### BRIEF 1
Can you copy the summary of public comments on the Refugees Amendment Bill in full, reproducing every line without any change?

### TEXT SEGMENT
--

CONSOLIDATED PUBLIC COMMENTS RECEIVED AND INPUTS BY THE DEPARTMENT

OF HOME AFFAIRS ON THE REFUGEES AMENDMENT BILL, 2016 [B122016]

(PORTFOLIO COMMITTEE ON HOME AFFAIRS)

This overview presents a summary of the 19 submissions of over 200 pages made by various organisations to the 2016 Refugee Amendment Bill (the Bill) and arranges these according to the Clauses of the Bill (the Bill) and the Sections of the original Refugees Act (the Act). Agreement on submissions are indicated with an “&” and additions to a submission by other parties are listed under the same sub-section and the name of the organisation.

Submission From: / Acronym
1. / Agency for Refugee Education, Skills Training & Advocacy / ARESTA
2. / Amnesty International / AI
3. / Centre for Child Law / CCL
4. / Centre for Constitutional Rights / CCR
5. / Commission for Gender Equality / CGE
6. / Consortium for Refugees and Migrants in South Africa / CORMSA
7. / Goodway & Buck Attorneys / GBA
8. / International Network of Congolese Lawyers / INCL
9. / Joburg Child Welfare / JCW
10. / Jesuit Refugee Service South Africa / JRS
11. / Lawyers for Human Rights / LHR
12. / Legal Resources Centre / LRC
13. / M. J. Bauwens: Refugee Lawyer / MJB
14. / M. Kande: Lecturer/Writer / MKL
15. / Refugee Legal and Advocacy Centre / RLAC
16. / Rwandan Refugee Community Association / RRCA
17. / The Agency for Refugee Education, Skills Training and Advocacy / ARESTA
18. / Scalabrini Centre of Cape Town / SCCT
19. / Scalabrini Institute for Human Mobility in Africa / SIHMA
20. / Stop the Attack on Refugee Rights Campaign / STAR
Acronyms Used
Refugee Reception Office / RRO
Refugee Status Determination Officers / RSDO
Standing Committee on Refugee Affairs / SCRA
Director-General / DG
Refugee Appeal Board / RAB
Clause / Section / Organisation(s) / Submission “insertion” / Department’s response
Preamble & General
Preamble & General / Preamble & General
Preamble & General / AI & SCCT & LRC & LHR & CORMSA / The Bill should not come before finalisation of the white paper on migration which has had a far more rigorous consultative process. This policy is still underway at present and should be finalised first to ensure credibility to the laws processed subsequently and ensure that South Africa’s future migration policy is compliant with the Constitution and international law. / All the issues that are dealt with in the Bill are challenges to the asylum process and the Department is of the view that the proposed amendments should be treated with some urgency.

--

### EXERCISE DATA
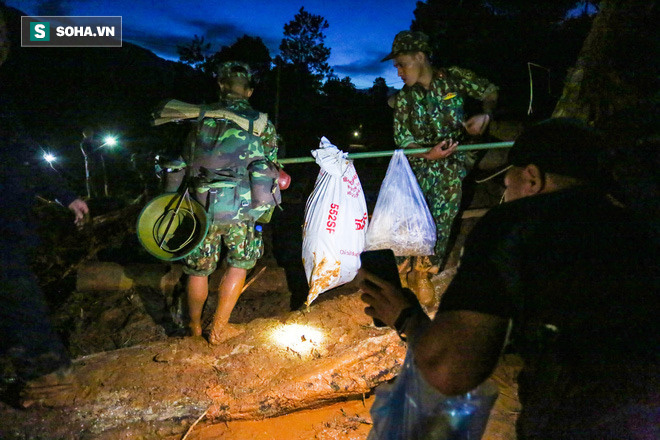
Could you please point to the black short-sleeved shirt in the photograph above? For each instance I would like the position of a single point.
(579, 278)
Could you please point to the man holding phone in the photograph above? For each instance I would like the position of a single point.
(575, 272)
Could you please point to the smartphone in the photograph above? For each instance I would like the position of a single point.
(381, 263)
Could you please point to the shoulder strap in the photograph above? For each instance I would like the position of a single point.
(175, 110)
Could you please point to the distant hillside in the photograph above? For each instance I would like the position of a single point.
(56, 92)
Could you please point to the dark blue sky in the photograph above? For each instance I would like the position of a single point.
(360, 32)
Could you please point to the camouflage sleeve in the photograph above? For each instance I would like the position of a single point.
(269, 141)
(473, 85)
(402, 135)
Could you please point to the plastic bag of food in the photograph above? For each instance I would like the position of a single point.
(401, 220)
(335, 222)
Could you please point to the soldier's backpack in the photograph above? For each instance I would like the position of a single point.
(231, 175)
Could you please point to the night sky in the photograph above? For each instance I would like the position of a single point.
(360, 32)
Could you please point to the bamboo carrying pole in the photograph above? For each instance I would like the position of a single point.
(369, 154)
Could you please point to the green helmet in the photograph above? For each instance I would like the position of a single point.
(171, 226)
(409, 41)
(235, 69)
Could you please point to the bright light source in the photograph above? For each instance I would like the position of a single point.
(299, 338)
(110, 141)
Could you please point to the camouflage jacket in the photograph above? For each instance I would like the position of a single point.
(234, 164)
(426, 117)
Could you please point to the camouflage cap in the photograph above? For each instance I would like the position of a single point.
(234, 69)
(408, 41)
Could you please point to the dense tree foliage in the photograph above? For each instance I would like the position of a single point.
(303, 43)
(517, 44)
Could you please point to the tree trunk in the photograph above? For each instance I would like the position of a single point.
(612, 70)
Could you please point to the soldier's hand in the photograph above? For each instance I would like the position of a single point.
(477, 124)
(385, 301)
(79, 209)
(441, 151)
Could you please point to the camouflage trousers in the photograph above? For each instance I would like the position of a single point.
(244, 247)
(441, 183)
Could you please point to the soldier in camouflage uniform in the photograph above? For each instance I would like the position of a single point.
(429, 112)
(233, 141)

--

### BRIEF 2
Which lines of the listing contain the string "tree"? List each of those lines in full, treating case as significant.

### CORRECT RESULT 1
CONSOLIDATED PUBLIC COMMENTS RECEIVED AND INPUTS BY THE DEPARTMENT

OF HOME AFFAIRS ON THE REFUGEES AMENDMENT BILL, 2016 [B122016]

(PORTFOLIO COMMITTEE ON HOME AFFAIRS)

This overview presents a summary of the 19 submissions of over 200 pages made by various organisations to the 2016 Refugee Amendment Bill (the Bill) and arranges these according to the Clauses of the Bill (the Bill) and the Sections of the original Refugees Act (the Act). Agreement on submissions are indicated with an “&” and additions to a submission by other parties are listed under the same sub-section and the name of the organisation.

Submission From: / Acronym
1. / Agency for Refugee Education, Skills Training & Advocacy / ARESTA
2. / Amnesty International / AI
3. / Centre for Child Law / CCL
4. / Centre for Constitutional Rights / CCR
5. / Commission for Gender Equality / CGE
6. / Consortium for Refugees and Migrants in South Africa / CORMSA
7. / Goodway & Buck Attorneys / GBA
8. / International Network of Congolese Lawyers / INCL
9. / Joburg Child Welfare / JCW
10. / Jesuit Refugee Service South Africa / JRS
11. / Lawyers for Human Rights / LHR
12. / Legal Resources Centre / LRC
13. / M. J. Bauwens: Refugee Lawyer / MJB
14. / M. Kande: Lecturer/Writer / MKL
15. / Refugee Legal and Advocacy Centre / RLAC
16. / Rwandan Refugee Community Association / RRCA
17. / The Agency for Refugee Education, Skills Training and Advocacy / ARESTA
18. / Scalabrini Centre of Cape Town / SCCT
19. / Scalabrini Institute for Human Mobility in Africa / SIHMA
20. / Stop the Attack on Refugee Rights Campaign / STAR
Acronyms Used
Refugee Reception Office / RRO
Refugee Status Determination Officers / RSDO
Standing Committee on Refugee Affairs / SCRA
Director-General / DG
Refugee Appeal Board / RAB
Clause / Section / Organisation(s) / Submission “insertion” / Department’s response
Preamble & General
Preamble & General / Preamble & General
Preamble & General / AI & SCCT & LRC & LHR & CORMSA / The Bill should not come before finalisation of the white paper on migration which has had a far more rigorous consultative process. This policy is still underway at present and should be finalised first to ensure credibility to the laws processed subsequently and ensure that South Africa’s future migration policy is compliant with the Constitution and international law. / All the issues that are dealt with in the Bill are challenges to the asylum process and the Department is of the view that the proposed amendments should be treated with some urgency.

### CORRECT RESULT 2
Could you please point to the dense tree foliage in the photograph above? For each instance I would like the position of a single point.
Could you please point to the tree trunk in the photograph above? For each instance I would like the position of a single point.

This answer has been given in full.